## Task prompt
Each line of the data that includes the string "below" is to be copied out.

---------- Records for processing

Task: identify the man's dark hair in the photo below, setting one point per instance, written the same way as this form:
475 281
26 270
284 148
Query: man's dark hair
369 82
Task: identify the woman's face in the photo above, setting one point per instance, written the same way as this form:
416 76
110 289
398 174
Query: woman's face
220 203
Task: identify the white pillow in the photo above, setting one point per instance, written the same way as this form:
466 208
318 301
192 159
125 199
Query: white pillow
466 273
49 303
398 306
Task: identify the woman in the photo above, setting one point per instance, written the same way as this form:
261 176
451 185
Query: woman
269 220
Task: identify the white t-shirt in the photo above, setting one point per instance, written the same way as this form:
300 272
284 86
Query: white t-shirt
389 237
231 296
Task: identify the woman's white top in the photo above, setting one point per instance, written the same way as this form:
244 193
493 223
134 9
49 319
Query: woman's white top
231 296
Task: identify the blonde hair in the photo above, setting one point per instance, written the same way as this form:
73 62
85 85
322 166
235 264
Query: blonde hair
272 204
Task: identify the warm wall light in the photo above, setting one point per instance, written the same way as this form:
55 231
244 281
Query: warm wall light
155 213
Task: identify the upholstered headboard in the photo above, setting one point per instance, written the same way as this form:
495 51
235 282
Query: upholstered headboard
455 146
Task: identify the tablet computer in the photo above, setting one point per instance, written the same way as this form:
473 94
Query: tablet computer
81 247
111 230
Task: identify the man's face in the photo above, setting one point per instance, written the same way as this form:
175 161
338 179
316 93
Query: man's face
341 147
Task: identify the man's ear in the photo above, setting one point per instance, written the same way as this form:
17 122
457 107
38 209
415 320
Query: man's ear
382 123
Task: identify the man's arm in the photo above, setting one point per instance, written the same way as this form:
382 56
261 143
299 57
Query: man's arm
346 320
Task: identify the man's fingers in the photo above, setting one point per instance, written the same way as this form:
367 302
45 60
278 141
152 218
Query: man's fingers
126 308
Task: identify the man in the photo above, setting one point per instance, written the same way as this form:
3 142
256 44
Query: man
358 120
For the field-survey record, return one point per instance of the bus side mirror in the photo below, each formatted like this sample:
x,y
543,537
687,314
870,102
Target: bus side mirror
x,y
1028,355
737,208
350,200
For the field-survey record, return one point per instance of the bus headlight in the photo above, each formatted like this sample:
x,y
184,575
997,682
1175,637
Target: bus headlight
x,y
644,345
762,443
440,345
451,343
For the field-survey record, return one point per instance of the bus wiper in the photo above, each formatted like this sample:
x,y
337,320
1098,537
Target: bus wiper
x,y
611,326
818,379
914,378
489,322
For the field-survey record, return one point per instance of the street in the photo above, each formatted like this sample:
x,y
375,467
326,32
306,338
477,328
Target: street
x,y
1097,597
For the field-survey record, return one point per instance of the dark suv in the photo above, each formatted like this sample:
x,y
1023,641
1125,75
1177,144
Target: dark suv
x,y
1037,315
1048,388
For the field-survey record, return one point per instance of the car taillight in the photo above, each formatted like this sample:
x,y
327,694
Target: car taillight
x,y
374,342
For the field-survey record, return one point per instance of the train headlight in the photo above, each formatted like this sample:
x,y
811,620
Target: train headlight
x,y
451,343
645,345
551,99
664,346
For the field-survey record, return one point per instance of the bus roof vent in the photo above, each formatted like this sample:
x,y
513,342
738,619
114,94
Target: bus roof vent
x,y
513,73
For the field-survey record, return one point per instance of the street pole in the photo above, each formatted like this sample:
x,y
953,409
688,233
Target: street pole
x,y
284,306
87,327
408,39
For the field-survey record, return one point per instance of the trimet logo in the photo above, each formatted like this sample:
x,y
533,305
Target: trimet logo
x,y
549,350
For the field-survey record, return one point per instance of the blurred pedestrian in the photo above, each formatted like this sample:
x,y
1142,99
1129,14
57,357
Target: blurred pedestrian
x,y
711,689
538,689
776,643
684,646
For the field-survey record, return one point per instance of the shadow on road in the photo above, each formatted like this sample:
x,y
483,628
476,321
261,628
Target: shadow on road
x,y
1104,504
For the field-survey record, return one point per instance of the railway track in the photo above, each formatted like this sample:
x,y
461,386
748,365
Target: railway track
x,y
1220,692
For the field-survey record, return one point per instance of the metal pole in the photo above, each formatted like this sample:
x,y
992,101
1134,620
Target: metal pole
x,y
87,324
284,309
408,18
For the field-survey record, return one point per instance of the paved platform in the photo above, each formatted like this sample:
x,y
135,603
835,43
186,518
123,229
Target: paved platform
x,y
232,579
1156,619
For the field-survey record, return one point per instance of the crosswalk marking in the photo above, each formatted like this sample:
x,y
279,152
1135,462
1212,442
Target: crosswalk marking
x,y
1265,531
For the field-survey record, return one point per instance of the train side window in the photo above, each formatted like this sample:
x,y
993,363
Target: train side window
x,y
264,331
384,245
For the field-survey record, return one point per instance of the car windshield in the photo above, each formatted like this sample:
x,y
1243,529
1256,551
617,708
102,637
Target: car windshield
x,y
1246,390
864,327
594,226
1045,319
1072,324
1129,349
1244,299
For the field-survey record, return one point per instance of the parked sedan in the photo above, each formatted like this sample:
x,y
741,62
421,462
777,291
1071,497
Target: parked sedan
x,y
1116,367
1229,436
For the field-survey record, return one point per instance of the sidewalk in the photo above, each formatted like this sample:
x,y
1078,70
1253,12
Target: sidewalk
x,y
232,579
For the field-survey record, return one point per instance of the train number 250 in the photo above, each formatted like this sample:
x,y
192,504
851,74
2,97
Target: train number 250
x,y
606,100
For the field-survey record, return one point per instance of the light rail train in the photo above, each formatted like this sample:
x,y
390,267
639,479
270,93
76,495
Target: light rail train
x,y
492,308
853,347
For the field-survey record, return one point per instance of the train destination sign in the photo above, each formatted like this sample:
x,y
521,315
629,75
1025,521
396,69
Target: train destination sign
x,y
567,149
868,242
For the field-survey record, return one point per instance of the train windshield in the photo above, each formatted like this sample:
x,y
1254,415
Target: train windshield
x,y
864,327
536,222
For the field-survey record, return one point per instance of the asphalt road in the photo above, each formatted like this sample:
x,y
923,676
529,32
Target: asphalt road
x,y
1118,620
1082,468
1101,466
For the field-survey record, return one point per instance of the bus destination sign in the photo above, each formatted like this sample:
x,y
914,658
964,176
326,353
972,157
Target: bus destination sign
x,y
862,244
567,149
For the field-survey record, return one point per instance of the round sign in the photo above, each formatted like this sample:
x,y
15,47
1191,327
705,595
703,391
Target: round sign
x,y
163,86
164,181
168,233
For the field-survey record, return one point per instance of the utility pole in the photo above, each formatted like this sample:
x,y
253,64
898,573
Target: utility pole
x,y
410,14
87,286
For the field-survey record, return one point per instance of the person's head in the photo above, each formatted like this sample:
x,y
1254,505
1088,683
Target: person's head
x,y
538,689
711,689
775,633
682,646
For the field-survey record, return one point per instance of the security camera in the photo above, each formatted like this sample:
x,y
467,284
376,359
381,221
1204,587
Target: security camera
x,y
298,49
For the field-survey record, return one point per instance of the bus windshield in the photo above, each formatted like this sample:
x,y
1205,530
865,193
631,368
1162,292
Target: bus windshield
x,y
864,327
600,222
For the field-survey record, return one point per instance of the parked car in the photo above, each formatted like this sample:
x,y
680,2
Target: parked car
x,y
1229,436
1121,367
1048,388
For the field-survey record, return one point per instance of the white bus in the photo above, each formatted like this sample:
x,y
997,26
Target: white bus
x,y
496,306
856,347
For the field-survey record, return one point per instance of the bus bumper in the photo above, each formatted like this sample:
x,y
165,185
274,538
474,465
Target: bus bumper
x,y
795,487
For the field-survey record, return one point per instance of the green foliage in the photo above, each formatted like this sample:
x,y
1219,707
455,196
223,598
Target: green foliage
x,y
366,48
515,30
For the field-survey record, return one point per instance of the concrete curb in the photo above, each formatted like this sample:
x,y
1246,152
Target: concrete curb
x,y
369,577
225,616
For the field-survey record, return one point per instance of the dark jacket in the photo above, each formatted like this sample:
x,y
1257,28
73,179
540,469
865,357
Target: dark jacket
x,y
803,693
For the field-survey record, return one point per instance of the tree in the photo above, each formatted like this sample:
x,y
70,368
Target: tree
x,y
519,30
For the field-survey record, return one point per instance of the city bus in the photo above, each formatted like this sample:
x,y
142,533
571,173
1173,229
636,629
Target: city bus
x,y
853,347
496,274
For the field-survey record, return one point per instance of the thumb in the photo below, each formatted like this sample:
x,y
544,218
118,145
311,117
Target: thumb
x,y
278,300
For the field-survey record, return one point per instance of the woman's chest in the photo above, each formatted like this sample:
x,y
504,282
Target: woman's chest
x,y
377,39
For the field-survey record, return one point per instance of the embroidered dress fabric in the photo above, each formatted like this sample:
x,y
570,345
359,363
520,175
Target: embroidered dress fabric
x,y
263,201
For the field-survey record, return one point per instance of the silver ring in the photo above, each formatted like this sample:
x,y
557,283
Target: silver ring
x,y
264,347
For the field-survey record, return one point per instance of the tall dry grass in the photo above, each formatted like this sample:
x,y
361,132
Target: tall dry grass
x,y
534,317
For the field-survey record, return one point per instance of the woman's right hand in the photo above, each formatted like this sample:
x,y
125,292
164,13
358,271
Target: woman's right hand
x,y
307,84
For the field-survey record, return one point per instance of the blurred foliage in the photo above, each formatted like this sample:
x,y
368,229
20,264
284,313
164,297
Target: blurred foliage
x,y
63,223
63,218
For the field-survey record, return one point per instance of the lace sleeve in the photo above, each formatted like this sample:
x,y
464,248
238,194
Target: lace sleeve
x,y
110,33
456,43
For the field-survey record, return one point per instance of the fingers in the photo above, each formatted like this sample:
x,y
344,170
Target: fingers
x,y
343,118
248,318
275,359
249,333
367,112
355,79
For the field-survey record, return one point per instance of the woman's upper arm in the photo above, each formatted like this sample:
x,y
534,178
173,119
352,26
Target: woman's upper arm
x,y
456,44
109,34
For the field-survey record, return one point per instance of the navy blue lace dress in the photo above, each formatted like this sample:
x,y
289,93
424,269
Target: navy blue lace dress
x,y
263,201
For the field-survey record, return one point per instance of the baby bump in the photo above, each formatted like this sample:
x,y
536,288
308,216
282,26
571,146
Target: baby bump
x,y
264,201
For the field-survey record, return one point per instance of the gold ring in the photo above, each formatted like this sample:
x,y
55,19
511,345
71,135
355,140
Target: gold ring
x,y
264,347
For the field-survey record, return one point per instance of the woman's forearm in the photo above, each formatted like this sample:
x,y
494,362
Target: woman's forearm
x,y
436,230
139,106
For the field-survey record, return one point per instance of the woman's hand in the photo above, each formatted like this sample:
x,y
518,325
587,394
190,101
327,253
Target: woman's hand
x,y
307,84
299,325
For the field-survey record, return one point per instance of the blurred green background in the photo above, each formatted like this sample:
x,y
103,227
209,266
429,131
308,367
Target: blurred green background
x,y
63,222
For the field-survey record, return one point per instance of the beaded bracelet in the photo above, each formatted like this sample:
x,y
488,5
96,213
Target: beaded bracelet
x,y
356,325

--------------------

## Solution to this exercise
Task: identify the man's dark hair in the photo below, setting one point per instance, written the same way as this form:
For the field-survey record, return one point per instance of the bus side mirror in the photo below, each formatted like this sample:
For the field-survey record, return one point per instance of the thumb in the photo below, each formatted like this sample:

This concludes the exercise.